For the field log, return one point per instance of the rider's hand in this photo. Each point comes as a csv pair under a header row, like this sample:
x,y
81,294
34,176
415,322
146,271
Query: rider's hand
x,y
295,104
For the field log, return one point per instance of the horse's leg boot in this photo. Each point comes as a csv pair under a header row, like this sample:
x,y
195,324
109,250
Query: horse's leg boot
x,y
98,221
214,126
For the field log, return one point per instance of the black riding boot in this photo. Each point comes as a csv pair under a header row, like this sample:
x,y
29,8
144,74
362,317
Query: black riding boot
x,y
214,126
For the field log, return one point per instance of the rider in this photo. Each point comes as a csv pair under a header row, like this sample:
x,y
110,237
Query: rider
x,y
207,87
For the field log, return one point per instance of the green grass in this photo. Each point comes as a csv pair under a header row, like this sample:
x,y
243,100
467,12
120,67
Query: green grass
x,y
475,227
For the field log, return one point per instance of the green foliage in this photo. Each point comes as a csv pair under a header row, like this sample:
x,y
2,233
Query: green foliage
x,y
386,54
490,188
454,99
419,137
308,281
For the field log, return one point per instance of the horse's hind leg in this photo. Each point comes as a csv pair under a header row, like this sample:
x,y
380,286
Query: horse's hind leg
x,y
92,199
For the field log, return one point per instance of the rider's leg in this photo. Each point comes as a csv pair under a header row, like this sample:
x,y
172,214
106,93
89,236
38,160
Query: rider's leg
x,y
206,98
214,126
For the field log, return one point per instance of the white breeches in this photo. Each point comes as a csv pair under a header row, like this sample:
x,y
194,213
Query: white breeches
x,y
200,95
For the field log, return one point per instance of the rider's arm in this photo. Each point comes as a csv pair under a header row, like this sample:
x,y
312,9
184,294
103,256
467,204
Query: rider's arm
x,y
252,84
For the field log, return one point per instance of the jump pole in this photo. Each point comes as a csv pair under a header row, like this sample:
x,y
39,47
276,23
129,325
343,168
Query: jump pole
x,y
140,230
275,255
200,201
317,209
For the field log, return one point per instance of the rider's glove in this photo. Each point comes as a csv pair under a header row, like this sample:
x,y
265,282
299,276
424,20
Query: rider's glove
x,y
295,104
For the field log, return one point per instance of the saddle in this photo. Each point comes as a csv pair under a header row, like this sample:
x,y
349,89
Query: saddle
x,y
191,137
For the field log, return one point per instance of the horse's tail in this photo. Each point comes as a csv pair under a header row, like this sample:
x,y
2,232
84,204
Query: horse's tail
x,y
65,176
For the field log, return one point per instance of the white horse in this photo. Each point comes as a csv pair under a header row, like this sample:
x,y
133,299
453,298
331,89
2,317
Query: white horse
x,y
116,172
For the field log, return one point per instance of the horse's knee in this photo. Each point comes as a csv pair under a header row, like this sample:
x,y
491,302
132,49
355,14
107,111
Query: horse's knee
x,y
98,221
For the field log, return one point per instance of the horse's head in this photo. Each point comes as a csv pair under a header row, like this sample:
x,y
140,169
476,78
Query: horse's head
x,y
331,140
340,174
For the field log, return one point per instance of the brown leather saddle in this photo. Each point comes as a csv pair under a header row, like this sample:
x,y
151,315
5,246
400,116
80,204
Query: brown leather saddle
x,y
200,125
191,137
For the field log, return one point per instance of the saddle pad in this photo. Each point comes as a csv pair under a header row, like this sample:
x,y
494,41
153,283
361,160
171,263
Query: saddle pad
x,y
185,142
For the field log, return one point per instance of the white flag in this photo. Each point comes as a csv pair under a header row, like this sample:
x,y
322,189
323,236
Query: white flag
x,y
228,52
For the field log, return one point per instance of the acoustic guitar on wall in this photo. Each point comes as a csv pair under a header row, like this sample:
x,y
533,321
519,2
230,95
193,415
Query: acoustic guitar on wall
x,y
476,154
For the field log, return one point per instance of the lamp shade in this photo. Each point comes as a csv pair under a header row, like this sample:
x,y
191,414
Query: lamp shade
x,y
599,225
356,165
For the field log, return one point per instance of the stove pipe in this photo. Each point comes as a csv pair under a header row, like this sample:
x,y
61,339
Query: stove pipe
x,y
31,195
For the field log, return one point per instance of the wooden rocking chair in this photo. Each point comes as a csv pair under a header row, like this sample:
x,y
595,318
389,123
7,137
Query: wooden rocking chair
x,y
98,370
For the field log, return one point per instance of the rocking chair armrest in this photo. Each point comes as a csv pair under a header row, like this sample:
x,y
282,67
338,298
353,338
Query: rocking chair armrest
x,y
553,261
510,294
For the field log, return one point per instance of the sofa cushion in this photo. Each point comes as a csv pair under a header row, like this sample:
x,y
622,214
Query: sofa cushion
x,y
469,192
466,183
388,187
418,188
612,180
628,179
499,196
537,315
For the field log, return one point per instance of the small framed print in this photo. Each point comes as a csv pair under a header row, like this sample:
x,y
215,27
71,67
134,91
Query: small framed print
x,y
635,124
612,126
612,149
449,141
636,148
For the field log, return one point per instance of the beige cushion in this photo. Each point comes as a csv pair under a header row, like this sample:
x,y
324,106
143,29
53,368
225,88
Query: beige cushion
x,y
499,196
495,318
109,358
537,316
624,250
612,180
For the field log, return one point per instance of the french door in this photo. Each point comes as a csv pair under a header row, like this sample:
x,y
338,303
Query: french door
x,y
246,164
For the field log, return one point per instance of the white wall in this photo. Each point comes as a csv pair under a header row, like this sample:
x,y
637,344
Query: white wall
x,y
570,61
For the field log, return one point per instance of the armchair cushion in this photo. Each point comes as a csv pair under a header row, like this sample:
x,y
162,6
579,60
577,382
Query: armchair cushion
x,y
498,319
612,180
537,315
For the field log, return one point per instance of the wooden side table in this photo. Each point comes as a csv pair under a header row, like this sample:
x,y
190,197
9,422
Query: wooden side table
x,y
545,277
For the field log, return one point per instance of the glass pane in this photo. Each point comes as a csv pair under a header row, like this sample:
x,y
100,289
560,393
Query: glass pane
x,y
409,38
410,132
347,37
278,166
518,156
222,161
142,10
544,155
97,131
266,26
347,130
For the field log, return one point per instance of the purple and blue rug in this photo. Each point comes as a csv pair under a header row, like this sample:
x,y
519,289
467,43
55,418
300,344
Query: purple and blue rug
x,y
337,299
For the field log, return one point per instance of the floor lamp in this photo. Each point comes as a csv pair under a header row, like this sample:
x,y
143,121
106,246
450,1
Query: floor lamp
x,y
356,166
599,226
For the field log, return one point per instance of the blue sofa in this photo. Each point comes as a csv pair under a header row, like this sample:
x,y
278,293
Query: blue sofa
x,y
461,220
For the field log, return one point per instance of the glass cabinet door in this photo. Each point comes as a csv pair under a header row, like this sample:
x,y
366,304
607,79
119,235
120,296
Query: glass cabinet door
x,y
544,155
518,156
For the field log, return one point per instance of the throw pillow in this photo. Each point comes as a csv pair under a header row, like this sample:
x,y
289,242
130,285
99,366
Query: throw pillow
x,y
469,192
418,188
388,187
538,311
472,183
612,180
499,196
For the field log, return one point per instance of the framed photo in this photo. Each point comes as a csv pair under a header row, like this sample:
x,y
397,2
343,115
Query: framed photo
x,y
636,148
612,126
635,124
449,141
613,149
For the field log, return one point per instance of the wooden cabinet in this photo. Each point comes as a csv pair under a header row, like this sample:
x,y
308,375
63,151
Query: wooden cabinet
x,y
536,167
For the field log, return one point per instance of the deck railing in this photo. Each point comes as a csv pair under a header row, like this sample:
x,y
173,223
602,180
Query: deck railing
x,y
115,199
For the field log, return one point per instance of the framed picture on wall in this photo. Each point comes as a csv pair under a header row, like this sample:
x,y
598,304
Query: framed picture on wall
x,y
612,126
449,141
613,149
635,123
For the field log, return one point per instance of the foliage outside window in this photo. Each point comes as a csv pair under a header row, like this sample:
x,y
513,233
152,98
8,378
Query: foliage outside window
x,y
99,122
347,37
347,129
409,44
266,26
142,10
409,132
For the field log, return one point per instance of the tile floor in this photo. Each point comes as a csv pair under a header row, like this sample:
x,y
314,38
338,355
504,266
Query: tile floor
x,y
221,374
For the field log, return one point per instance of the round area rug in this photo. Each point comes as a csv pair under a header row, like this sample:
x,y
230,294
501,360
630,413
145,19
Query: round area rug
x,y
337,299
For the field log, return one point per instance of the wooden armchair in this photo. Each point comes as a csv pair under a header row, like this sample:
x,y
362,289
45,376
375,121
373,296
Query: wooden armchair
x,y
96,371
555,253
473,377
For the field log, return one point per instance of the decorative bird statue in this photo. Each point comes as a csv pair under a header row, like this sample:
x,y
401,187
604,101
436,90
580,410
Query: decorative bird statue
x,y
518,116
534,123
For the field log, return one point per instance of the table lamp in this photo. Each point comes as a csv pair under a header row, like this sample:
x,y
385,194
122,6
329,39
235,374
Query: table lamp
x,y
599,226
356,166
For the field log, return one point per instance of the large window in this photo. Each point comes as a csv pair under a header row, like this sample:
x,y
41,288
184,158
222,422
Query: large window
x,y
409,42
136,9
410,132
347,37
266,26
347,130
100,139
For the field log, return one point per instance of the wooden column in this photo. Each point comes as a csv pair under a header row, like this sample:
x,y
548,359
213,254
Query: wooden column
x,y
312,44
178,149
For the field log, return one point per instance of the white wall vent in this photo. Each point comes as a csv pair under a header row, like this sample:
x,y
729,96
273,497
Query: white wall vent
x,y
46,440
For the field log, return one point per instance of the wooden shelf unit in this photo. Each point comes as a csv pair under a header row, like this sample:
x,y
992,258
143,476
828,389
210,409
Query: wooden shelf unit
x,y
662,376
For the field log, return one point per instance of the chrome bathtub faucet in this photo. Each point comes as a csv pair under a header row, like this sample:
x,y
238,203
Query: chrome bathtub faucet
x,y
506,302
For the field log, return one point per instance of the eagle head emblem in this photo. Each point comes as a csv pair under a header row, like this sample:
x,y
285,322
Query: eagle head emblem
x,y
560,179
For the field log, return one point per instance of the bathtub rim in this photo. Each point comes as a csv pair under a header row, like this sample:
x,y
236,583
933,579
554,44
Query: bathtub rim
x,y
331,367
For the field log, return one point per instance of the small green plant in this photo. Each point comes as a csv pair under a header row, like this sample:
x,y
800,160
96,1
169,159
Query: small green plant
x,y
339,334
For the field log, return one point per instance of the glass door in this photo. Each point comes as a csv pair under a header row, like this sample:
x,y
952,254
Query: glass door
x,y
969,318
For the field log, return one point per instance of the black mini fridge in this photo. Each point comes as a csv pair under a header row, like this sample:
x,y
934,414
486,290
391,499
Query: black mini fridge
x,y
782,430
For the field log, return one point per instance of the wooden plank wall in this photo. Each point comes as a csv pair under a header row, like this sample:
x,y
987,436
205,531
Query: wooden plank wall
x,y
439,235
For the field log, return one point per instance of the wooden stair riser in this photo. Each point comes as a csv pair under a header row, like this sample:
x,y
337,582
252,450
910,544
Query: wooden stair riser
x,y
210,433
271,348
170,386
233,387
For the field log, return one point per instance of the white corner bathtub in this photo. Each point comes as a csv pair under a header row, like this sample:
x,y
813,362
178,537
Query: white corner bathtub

WRITTEN REQUEST. Output exactly the lines above, from the one holding "the wooden plank" through the end of the data, including the first and last.

SOLUTION.
For the field log, return one point per instance of the wooden plank wall in this photo. Each point comes as a csv pair under a header row, like this sample:
x,y
987,436
205,531
Query: wooden plank wall
x,y
439,235
For the field log, return one point per instance of the wooden stair riser in this photo. Each point comes as a csv pair under a header row, like this sample:
x,y
337,582
252,450
910,544
Query: wooden stair riser
x,y
210,433
271,348
170,386
233,387
For the field log, return one point per instance of the white corner bathtub in this photo. Each point comes as a csv pair under a header row, like this sample:
x,y
813,362
178,537
Query: white corner bathtub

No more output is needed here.